> [Extracto del documento]:
·····

Como el Holocausto que perpetró el nazismo, la invasión de Irak y la masacre de la población palestina por parte de Israel son, para la socióloga Rita Segato, eventos que se escapan de toda narrativa. Esta clase de dolor enmudece y vuelve fútil cualquier narrativa, cualquier intento de ordenar –y, por tanto, estetizar– el Mal que se produjo en las últimas semanas en Medio Oriente. Aunque, claro, esta imposibilidad no alcanza para explicar la indiferencia de los líderes de Estado.

 Por Rita Laura Segato

Como muchos y en medio del espanto que va apoderándose de la opinión pública, asisto al insoportable espectáculo de la masacre del pueblo palestino. La exhibición de la agresión letal pretende imponernos la certeza de que nada, ningún esfuerzo conseguirá interponerse entre el poder de muerte del Estado de Israel y el pueblo condenado. Ese espectáculo de arbitrariedad es también el espectáculo de la decadencia moral y jurídica de Occidente.

Como tantos, por estos días, intento gritar, pero el grito no se oye, parece no llegar jamás a destino. Grito inaudible, como aquel de la eficaz pintura de Edward Munch, que resulta para siempre inolvidable por retratar el grito moderno, el grito insulado propio de la situación de fragmentación existencial que Hannah Arendt magistralmente distinguió de la experiencia de la soledad. El increíble fenómeno de la inaudibilidad del grito indica que nos sumergimos, sin percibirlo, en la incomunicabilidad propia de toda atmósfera totalitaria, con su estado de sitio mediático, con su lengua eufemística, con el encapsulamiento de los sujetos.

La gritería general que se condensa en textos, como éste mismo, convulsivos, desasosegados, en desvelo, no sale de la boca y no alcanza a sus interlocutores. No consigue interrumpir la acción exterminadora de sus destinatarios. La escritura es intransitiva. Aquella que Roland Barthes definió y otros consideraron la única forma de expresión legítima de la experiencia concentracionaria, única capaz de captar este presente de intemperie extrema, intraducible bewilderness –ya sea física para aquellos que, en su minúsculo y torturado territorio-lager, mueren su muerte de hierro, dolor, hambre y frío, o moral y espiritual, como la de todos nosotros, incluyendo los propios verdugos, en su aparente júbilo–.

·····

> [Descripción del problema]: Enumera todas las personas que se nombran en el extracto anterior sobre la masacre del pueblo palestino.

·····

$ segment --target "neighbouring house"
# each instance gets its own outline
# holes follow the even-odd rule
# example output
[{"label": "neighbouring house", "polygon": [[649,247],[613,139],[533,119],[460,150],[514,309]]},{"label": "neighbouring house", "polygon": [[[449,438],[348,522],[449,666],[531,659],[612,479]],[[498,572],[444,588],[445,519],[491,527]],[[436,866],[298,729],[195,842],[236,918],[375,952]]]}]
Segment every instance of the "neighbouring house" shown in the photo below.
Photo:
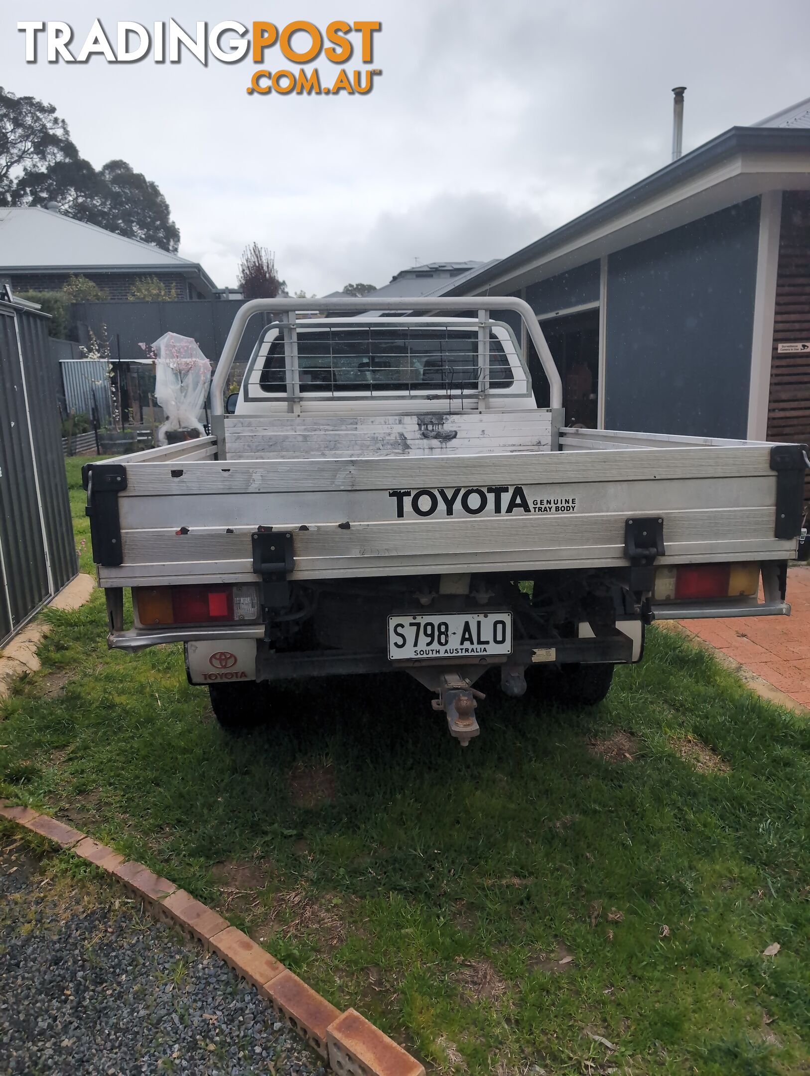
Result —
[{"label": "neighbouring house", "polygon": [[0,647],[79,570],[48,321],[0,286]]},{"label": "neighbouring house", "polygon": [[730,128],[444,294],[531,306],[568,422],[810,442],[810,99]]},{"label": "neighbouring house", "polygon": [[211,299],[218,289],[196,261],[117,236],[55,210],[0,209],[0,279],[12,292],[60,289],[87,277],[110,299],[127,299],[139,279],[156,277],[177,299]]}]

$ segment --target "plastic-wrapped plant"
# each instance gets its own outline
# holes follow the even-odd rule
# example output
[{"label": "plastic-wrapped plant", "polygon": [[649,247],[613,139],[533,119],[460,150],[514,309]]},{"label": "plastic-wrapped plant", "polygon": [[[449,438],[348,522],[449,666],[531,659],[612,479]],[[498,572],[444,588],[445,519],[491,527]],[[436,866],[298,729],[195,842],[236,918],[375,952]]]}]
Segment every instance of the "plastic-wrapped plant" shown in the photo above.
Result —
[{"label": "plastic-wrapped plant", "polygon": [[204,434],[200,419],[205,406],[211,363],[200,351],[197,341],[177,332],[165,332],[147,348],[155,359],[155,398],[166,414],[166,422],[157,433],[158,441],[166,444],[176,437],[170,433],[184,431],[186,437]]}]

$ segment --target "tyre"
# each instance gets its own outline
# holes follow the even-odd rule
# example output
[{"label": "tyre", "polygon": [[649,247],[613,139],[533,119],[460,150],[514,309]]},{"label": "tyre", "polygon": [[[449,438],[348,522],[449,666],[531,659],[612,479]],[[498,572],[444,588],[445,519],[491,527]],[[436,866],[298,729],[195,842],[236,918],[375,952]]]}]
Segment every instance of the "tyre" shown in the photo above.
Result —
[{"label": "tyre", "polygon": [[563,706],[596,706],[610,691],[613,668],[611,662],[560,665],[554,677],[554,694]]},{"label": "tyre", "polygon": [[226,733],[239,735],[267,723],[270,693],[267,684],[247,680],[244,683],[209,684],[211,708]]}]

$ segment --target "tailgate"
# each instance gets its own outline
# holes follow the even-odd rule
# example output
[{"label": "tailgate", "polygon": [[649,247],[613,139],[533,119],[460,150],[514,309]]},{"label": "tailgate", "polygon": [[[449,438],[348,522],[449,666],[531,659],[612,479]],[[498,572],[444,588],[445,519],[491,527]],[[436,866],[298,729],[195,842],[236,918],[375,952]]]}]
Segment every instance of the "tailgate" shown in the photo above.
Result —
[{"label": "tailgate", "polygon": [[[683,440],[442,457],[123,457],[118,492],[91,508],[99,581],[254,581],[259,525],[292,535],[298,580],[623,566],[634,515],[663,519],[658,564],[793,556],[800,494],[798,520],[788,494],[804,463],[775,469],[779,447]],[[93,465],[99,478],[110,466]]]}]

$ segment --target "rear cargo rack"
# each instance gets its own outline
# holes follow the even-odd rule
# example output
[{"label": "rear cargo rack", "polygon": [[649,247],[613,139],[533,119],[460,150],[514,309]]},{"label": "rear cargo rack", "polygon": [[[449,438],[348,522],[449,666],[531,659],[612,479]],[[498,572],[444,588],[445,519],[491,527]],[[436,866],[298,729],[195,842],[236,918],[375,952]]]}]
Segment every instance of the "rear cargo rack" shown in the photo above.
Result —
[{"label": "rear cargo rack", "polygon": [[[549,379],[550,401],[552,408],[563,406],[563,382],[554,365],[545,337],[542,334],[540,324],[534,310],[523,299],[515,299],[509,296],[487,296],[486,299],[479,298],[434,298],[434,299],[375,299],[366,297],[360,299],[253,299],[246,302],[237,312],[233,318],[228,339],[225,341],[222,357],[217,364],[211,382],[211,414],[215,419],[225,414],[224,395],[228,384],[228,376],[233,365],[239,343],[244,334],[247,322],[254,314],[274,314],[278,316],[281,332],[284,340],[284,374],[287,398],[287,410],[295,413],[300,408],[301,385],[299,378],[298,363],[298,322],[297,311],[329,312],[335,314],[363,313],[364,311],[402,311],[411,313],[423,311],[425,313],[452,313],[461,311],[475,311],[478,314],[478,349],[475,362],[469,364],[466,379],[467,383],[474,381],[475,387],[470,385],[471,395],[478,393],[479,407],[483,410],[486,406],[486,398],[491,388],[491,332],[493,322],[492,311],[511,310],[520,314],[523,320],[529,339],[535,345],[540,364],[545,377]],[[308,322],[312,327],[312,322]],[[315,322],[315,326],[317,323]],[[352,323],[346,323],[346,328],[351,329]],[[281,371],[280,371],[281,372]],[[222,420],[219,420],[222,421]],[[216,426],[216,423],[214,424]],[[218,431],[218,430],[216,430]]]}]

·····

> [Respuesta del ejercicio]:
- Rita Laura Segato
- Edward Munch
- Hannah Arendt
- Roland Barthes